Saved data entries:
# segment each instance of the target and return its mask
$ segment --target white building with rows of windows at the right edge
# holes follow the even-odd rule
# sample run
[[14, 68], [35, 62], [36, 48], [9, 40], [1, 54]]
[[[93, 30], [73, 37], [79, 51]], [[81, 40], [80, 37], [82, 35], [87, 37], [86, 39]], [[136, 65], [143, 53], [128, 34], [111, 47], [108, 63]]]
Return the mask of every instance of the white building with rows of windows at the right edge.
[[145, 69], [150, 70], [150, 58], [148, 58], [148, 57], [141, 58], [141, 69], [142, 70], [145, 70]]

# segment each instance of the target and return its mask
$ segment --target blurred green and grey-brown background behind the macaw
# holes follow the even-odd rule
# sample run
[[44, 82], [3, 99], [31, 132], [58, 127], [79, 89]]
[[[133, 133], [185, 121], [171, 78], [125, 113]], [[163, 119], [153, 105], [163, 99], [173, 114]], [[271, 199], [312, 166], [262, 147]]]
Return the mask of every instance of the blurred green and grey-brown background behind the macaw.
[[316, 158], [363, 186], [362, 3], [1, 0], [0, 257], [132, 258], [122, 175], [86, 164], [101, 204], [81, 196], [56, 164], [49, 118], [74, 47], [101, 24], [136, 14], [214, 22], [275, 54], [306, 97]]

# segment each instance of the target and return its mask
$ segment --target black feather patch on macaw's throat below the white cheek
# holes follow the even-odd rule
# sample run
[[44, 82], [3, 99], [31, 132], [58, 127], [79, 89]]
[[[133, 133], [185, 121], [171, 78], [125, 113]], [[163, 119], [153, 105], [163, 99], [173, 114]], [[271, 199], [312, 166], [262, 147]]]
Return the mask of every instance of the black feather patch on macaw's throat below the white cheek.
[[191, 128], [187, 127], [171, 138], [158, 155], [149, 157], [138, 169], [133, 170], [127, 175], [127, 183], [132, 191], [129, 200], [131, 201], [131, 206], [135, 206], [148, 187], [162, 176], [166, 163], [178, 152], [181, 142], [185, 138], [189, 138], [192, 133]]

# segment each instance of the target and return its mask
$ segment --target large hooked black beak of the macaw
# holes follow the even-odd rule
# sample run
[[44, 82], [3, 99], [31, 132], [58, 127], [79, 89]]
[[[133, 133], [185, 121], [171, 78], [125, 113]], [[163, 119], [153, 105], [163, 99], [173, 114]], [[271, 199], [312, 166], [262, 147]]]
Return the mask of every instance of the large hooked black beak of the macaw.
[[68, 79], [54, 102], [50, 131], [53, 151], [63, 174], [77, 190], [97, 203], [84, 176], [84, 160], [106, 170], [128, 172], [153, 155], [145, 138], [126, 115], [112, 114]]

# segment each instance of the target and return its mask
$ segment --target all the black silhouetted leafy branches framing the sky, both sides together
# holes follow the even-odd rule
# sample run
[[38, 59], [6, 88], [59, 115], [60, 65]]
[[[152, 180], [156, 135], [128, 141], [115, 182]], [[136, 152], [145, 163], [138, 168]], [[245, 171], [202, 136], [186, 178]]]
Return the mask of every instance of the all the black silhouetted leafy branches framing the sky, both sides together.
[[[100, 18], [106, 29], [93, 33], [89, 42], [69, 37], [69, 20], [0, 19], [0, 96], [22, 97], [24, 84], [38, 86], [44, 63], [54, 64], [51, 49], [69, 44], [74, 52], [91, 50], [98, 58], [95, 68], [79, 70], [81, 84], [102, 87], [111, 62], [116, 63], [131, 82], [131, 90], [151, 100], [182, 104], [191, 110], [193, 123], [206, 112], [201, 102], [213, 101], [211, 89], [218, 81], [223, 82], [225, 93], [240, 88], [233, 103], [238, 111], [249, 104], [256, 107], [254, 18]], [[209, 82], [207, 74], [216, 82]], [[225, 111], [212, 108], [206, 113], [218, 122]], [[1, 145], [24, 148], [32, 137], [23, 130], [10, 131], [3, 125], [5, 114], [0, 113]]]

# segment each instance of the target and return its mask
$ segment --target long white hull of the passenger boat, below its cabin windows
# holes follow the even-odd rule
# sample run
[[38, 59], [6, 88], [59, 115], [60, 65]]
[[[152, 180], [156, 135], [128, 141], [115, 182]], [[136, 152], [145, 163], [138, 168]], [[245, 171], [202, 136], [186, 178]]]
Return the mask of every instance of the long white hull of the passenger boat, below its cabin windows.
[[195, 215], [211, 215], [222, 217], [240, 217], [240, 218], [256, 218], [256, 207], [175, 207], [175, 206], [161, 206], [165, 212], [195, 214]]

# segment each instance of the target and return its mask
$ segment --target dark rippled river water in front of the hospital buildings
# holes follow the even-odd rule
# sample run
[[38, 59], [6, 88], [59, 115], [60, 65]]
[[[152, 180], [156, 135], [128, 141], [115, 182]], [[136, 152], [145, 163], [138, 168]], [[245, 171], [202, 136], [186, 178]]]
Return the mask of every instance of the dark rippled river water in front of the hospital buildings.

PROBLEM: Quote in full each line from the top of the records above through the line with "[[14, 68], [35, 62], [36, 48], [9, 40], [1, 54]]"; stop after that line.

ANSWER TO THE PROBLEM:
# segment each instance of the target and return its mask
$ segment --target white building with rows of windows at the right edge
# holes follow the even-odd rule
# sample run
[[14, 68], [35, 62], [36, 48], [9, 40], [1, 54]]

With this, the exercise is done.